:: What you are asked to do ::
Begin at the line containing "<point>223,131</point>" and copy each line exactly through the end of the records, leaving out what comes before.

:: Supplied material ::
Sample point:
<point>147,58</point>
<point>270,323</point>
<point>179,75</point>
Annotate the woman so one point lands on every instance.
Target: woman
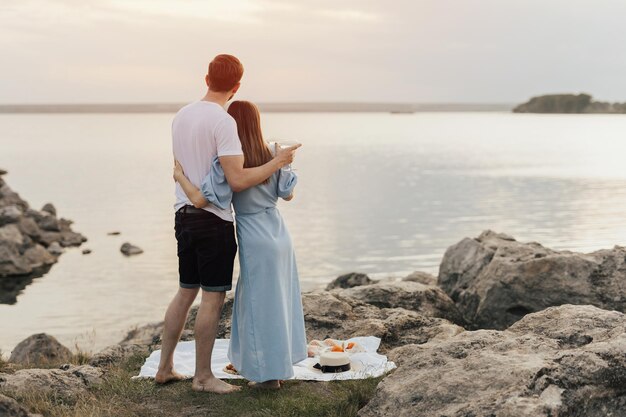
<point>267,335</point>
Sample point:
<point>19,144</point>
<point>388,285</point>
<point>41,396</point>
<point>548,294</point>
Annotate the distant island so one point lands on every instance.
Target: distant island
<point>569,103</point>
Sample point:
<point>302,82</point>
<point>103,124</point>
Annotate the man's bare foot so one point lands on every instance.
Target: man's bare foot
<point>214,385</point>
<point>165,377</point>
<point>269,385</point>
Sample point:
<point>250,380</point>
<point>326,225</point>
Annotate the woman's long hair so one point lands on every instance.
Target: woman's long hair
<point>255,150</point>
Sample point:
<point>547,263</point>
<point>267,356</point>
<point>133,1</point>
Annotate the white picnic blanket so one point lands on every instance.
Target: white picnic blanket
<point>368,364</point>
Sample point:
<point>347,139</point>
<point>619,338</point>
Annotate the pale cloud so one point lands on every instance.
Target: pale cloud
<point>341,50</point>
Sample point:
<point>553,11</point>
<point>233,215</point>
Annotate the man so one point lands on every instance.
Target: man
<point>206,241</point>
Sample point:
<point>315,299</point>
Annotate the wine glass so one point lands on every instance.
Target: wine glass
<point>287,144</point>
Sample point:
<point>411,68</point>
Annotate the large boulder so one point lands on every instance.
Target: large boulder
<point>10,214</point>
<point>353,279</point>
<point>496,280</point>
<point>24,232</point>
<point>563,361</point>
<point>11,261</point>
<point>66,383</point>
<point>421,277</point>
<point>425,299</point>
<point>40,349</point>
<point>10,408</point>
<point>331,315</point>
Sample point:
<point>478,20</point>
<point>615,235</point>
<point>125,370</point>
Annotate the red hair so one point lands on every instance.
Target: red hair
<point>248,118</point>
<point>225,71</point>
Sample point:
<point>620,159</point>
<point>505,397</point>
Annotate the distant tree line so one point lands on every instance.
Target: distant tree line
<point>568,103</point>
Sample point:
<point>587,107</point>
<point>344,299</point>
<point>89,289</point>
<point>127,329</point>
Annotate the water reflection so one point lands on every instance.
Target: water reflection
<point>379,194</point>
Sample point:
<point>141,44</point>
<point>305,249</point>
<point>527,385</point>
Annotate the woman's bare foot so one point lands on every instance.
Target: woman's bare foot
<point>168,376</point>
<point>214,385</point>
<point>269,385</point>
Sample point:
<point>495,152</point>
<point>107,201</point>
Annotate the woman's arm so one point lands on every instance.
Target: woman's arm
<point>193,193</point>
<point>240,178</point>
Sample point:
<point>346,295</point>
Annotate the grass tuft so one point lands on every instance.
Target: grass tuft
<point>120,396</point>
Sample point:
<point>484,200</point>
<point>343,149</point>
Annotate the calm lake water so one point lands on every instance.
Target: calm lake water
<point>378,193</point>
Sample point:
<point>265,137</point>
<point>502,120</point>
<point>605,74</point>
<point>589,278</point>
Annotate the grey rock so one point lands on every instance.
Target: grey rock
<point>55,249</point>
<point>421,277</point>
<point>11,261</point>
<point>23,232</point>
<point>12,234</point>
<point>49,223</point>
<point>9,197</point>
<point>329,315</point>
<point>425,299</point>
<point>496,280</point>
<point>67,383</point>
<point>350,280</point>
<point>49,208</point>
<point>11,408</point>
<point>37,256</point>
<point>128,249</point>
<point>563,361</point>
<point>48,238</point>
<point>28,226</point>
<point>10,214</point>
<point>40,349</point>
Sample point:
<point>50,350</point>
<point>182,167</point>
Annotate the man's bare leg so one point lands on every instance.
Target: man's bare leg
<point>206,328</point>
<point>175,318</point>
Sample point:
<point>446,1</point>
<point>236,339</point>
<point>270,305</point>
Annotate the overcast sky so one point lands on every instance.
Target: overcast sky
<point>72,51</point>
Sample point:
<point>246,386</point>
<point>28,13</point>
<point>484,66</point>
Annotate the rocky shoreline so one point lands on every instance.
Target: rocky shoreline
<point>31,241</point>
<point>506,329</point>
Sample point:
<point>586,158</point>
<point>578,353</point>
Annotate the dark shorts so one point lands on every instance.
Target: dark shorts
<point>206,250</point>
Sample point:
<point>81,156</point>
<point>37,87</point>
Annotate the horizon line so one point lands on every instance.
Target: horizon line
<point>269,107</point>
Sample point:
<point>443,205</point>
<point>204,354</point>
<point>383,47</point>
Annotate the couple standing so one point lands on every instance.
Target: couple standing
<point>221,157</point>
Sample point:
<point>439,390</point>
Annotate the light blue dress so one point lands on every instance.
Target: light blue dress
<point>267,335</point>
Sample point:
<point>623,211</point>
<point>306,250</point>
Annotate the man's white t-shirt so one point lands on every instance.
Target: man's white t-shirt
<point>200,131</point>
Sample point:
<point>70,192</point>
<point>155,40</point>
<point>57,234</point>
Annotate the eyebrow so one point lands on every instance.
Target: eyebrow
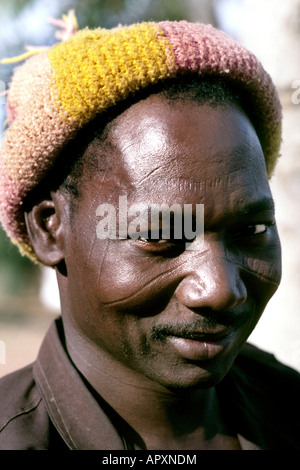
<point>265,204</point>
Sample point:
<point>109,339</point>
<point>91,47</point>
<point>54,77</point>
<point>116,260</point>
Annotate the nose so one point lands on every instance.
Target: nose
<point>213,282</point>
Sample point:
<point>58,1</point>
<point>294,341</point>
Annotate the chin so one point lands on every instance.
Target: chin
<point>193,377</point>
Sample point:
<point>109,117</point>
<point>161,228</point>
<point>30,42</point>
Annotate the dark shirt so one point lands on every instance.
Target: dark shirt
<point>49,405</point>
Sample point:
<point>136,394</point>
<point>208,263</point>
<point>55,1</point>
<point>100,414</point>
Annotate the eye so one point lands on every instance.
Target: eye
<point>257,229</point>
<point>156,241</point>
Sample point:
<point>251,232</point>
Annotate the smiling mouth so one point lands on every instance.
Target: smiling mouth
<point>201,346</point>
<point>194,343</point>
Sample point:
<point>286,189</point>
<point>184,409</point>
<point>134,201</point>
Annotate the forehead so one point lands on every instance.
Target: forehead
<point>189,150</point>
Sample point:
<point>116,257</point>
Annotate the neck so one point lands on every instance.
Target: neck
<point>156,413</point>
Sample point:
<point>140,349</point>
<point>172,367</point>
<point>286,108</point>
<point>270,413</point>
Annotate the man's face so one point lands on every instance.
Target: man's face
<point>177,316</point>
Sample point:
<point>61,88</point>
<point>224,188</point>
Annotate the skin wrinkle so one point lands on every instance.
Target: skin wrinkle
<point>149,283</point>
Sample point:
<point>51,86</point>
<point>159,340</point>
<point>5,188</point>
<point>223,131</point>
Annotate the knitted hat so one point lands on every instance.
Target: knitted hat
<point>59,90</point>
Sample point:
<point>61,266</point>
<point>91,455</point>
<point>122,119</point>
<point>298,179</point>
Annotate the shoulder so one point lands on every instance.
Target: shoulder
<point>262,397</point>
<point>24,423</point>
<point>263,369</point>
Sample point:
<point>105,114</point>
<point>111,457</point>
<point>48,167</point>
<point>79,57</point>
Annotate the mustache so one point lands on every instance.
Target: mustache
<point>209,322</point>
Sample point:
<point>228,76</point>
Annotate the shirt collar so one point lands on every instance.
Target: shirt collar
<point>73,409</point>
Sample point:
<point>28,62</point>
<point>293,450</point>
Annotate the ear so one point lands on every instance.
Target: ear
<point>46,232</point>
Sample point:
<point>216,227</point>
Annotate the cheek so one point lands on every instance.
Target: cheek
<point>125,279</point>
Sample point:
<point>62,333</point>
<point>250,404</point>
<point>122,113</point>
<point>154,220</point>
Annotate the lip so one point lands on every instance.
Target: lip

:: Expected output ::
<point>223,131</point>
Annotate the knitted hat so one point lands on every instance.
Target: knitted hat
<point>59,90</point>
Sample point:
<point>61,266</point>
<point>91,455</point>
<point>122,119</point>
<point>298,179</point>
Annotate the shoulder so one point lands on every instance.
Target: shoulder
<point>262,397</point>
<point>24,423</point>
<point>263,369</point>
Sample point:
<point>105,114</point>
<point>111,457</point>
<point>48,167</point>
<point>79,57</point>
Annotate the mustache so one point lands on every instance.
Target: mustache
<point>209,322</point>
Sample point:
<point>228,76</point>
Annotate the shirt collar so one point lands on every instance.
Target: shirt collar
<point>73,409</point>
Sample point:
<point>28,62</point>
<point>293,450</point>
Annotate the ear so one point lands on every instance.
Target: ear
<point>46,232</point>
Sample point:
<point>216,227</point>
Annotate the cheek so one point lands on every instance.
Target: cheek
<point>125,279</point>
Sample point:
<point>62,333</point>
<point>250,404</point>
<point>122,113</point>
<point>154,220</point>
Annotate the lip so one point lands on every instance.
Target: lip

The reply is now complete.